[Collected data]
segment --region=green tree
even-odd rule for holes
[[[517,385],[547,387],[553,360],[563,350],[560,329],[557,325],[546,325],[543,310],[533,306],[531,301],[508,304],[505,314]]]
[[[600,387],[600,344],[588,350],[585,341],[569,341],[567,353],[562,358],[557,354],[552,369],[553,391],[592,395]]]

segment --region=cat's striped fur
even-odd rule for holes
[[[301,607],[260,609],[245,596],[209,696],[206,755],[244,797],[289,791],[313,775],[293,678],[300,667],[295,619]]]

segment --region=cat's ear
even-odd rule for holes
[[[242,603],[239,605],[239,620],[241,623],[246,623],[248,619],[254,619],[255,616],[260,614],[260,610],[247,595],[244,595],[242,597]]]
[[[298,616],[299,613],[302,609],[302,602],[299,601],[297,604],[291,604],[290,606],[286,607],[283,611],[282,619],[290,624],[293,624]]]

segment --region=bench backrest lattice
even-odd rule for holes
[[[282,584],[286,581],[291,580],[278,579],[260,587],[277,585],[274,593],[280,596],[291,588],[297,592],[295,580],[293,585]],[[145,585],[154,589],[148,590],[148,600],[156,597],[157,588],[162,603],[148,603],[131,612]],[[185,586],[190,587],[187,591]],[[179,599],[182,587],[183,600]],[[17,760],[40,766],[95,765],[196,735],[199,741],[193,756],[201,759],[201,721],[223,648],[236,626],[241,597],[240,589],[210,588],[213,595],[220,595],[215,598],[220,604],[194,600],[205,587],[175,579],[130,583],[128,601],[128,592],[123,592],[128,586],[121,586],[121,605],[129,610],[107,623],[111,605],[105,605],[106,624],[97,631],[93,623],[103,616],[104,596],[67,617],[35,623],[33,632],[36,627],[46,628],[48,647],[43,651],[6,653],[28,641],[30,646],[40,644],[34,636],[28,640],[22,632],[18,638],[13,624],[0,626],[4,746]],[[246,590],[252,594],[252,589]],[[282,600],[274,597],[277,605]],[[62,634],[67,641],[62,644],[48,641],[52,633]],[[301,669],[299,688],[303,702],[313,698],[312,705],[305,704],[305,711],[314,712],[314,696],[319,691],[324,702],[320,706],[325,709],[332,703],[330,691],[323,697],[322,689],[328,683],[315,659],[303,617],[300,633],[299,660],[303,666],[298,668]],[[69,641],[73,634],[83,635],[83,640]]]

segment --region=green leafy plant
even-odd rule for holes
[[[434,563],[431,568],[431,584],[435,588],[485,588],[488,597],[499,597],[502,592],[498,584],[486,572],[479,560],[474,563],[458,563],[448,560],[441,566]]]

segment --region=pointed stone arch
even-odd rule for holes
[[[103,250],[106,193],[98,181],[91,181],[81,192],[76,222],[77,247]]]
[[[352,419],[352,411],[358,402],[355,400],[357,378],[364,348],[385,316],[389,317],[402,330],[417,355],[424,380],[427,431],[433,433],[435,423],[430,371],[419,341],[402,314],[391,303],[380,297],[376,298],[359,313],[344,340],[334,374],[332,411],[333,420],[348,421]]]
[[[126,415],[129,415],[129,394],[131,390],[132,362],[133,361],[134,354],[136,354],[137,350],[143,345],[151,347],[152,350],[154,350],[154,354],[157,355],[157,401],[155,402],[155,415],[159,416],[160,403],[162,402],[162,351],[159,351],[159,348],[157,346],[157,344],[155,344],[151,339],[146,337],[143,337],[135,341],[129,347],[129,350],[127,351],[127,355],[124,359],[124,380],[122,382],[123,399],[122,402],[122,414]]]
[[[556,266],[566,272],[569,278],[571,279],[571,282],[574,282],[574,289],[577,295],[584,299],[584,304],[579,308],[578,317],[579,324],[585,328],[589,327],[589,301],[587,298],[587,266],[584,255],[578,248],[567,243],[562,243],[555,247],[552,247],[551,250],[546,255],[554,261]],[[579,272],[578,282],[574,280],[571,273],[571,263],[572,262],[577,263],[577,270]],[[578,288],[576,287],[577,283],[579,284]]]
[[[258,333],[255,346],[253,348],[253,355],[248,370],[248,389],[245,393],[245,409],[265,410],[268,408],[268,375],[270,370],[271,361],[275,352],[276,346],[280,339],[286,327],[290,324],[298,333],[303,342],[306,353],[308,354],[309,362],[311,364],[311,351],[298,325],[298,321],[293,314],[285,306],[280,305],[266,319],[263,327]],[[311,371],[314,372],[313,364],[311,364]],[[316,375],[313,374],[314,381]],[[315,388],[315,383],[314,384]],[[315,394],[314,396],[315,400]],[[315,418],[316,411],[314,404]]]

Task statement: Find every line in the entries above that contains the string "green", matching case exactly, and copy each of those lines.

Solution to the exercise:
segment --region=green tree
segment --region=green leafy plant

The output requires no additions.